*Requirement 1*
In the passage on immigrant health care costs, what is the average cost of an ER visit at Lee Memorial?
*Requirement 2*
Replace "social workers" with "case managers" in the passage on immigrant health care costs, and write out the part starting at "o These same" and ending at "offer such care.".
[Document extract — start]
Immigration poses challenges for the health care system, which often can’t get compensated for cost of care. A 2003 Florida Hospital Association survey of 39 hospitals found the medical centers gave away $40.2 million in charity care for illegal immigrants. That didn’t take into account the noncitizens who are here legally but who are uninsured and underemployed and are likely to land in emergency rooms.
The United States has about 36 million immigrants, a third of whom are estimated to be here illegally, according to the U.S. Census Bureau. How to pay for their medical care is part of a broader debate on immigration policy and on what to do about the country’s out-of-control health care costs.
In many ways, the immigrants’ stories are no different than those of uninsured citizens, who have medical doors shut on them and debt collectors chasing for impossible-to-pay medical bills when they get care. But the challenges of being a noncitizen and uninsured—and the challenges of caring for them—are even greater than they are for uninsured Americans.
o Medicaid will pay for emergency treatment for noncitizens, but the payments stop when the condition is no longer considered an emergency—even if the patient requires prolonged hospital care. Hospitals are not permitted to bill patients for the difference. At Lee Memorial Health System, it costs about $1,700 a day to stay in the hospital. Hospital officials say they end up writing off the extended stay.
o Noncitizens are not eligible for regular Medicaid or subsidized health insurance plans for children.
o Uninsured people of all stripes end up in emergency rooms for care, but immigrants do so at higher rates, according to the Florida Hospital Association. The emergency room is the costliest way to deliver medical care, and it’s also the place forbidden by federal law from turning anyone away. At Lee Memorial, the average ER visit cost is $325.
o Hospital social workers must turn into sleuths trying to track the identities of immigrant patients who come into the trauma center unconscious—a challenge if they’re illegal, lacking identification and their friends and family are fearful of speaking with anyone in a perceived position of authority.
o These same social workers sometimes struggle to find follow-up care for patients, who may need home health, rehabilitation or family members to care for them after discharge from the hospital. Frequently, they come across workers who share housing with other workers, but not spouses or relatives who could offer such care.
o Immigrants are flooding delivery rooms to give birth to children, who are automatically U.S. citizens. In 2005 and 2006 alone, Lee County saw a total of about 2,100 babies born to illegal-immigrant mothers, state birth records show.
These children, in turn, often qualify for Medicaid or other subsidized health plans. The Center for Immigration Studies report found in Florida 18 percent of immigrant-headed households had at least one family member who qualified for Medicaid as opposed to 11 percent of native households.
The issue, suggested Steven Camarota, author of the Center for Immigration Studies report, is American immigration policy opens the door to undereducated, low-wage workers who will need American support ranging from Medicaid to food assistance. Forty-seven percent of immigrants are uninsured or on Medicaid compared with 26 percent for native born.
[Document extract — finish]
[Data for analysis — start]
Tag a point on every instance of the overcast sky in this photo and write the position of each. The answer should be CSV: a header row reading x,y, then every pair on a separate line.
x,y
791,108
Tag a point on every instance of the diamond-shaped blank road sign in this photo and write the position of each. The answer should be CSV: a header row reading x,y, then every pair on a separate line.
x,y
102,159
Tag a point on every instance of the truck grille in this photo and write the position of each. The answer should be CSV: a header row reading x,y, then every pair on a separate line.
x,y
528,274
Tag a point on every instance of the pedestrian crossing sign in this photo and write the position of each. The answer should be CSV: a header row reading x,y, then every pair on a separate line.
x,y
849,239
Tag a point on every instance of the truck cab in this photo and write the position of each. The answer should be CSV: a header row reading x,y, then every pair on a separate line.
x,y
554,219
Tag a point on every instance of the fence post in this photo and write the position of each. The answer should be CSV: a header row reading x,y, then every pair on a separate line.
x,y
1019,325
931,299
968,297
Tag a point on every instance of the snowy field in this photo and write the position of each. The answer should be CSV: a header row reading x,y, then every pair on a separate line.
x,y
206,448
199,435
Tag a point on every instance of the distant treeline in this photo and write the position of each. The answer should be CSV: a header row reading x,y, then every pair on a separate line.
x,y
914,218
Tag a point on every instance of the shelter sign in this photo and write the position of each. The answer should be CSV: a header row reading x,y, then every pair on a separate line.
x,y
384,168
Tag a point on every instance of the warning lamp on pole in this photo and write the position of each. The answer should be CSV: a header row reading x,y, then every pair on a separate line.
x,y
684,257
[Data for analysis — finish]
[Data for analysis — start]
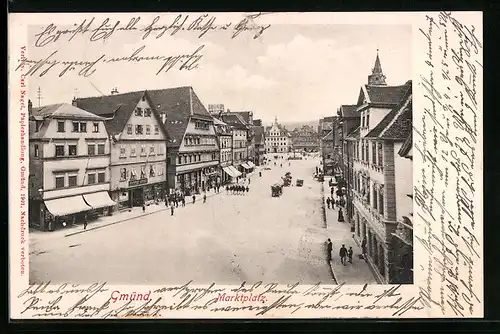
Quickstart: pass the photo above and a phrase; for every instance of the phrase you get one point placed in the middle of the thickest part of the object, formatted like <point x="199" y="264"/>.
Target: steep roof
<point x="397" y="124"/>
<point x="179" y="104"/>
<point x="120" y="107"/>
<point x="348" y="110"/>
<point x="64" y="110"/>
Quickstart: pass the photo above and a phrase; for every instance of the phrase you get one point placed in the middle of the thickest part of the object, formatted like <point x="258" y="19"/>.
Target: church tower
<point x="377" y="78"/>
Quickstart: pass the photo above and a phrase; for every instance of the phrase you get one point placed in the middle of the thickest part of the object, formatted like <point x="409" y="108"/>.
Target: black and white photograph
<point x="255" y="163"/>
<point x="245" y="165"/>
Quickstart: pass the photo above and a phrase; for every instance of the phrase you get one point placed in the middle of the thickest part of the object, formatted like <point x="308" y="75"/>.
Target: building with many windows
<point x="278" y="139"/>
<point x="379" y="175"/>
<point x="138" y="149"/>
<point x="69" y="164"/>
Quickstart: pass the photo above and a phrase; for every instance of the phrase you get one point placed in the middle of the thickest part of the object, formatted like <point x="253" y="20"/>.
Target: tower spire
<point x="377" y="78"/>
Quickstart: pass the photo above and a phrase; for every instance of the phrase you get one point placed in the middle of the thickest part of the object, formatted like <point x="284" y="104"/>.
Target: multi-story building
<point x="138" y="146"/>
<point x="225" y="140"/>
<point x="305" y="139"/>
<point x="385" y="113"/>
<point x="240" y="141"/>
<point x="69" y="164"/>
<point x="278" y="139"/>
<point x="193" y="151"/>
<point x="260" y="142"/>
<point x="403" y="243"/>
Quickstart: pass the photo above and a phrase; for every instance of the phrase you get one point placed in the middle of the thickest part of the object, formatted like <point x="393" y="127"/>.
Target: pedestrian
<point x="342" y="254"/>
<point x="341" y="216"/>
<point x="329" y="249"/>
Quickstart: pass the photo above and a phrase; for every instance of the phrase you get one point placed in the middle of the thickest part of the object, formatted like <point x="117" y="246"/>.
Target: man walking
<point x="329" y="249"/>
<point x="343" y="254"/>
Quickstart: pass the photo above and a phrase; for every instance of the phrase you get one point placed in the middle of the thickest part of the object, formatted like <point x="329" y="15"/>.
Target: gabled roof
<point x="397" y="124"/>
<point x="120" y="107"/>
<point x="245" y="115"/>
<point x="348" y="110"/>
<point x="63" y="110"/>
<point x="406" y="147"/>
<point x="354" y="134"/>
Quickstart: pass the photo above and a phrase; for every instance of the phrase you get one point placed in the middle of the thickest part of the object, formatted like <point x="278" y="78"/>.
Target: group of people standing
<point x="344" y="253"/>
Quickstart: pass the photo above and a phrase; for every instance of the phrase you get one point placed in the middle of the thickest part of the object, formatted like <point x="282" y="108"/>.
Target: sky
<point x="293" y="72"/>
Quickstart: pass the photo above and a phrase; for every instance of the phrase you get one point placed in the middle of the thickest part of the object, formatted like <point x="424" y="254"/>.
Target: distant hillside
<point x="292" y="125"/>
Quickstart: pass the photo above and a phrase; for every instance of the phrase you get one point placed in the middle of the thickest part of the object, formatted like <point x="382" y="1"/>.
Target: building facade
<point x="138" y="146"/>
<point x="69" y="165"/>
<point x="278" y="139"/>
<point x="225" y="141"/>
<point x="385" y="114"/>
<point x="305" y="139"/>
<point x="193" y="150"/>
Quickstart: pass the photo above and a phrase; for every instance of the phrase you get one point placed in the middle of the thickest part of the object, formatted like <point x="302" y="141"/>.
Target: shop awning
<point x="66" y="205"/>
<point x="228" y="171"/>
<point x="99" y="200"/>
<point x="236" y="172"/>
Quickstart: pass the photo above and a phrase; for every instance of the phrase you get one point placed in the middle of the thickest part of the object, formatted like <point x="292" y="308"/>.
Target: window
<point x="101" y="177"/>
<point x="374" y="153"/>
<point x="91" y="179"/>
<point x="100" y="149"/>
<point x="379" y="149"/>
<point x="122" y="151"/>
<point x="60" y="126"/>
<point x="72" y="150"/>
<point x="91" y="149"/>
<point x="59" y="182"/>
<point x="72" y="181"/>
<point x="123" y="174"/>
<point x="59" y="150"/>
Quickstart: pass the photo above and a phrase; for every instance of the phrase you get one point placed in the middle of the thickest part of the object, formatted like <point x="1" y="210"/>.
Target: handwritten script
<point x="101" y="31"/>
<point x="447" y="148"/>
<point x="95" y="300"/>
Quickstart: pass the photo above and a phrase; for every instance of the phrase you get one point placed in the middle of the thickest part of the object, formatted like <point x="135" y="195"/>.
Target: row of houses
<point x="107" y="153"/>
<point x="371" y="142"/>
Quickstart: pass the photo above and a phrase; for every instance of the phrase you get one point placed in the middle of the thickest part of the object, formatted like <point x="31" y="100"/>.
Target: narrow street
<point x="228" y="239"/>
[Data for analysis — finish]
[Data for analysis — start]
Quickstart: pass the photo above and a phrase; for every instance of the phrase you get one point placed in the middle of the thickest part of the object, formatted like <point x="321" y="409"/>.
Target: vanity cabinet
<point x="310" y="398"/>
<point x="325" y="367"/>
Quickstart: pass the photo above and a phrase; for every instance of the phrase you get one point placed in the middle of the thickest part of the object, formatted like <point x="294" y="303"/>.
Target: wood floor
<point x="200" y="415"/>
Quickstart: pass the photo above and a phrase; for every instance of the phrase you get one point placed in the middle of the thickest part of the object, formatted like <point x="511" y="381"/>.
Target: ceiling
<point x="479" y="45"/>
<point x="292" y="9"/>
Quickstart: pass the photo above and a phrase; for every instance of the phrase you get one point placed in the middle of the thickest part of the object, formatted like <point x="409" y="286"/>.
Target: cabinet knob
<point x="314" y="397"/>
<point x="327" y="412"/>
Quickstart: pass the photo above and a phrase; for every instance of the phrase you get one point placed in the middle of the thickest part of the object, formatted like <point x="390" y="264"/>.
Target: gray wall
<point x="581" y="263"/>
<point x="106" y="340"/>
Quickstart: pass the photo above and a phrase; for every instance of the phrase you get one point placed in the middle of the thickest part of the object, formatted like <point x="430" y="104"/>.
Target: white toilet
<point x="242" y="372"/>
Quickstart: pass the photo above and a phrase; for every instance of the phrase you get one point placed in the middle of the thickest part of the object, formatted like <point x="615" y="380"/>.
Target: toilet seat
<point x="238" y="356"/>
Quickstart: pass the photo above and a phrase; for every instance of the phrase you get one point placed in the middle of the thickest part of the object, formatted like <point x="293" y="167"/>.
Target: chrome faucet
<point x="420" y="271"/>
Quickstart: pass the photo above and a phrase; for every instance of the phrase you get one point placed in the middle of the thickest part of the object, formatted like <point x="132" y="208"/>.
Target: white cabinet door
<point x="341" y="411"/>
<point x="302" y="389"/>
[Data for analysis — finish]
*Solution 1*
$325

*Solution 2*
o These same case managers sometimes struggle to find follow-up care for patients, who may need home health, rehabilitation or family members to care for them after discharge from the hospital. Frequently, they come across workers who share housing with other workers, but not spouses or relatives who could offer such care.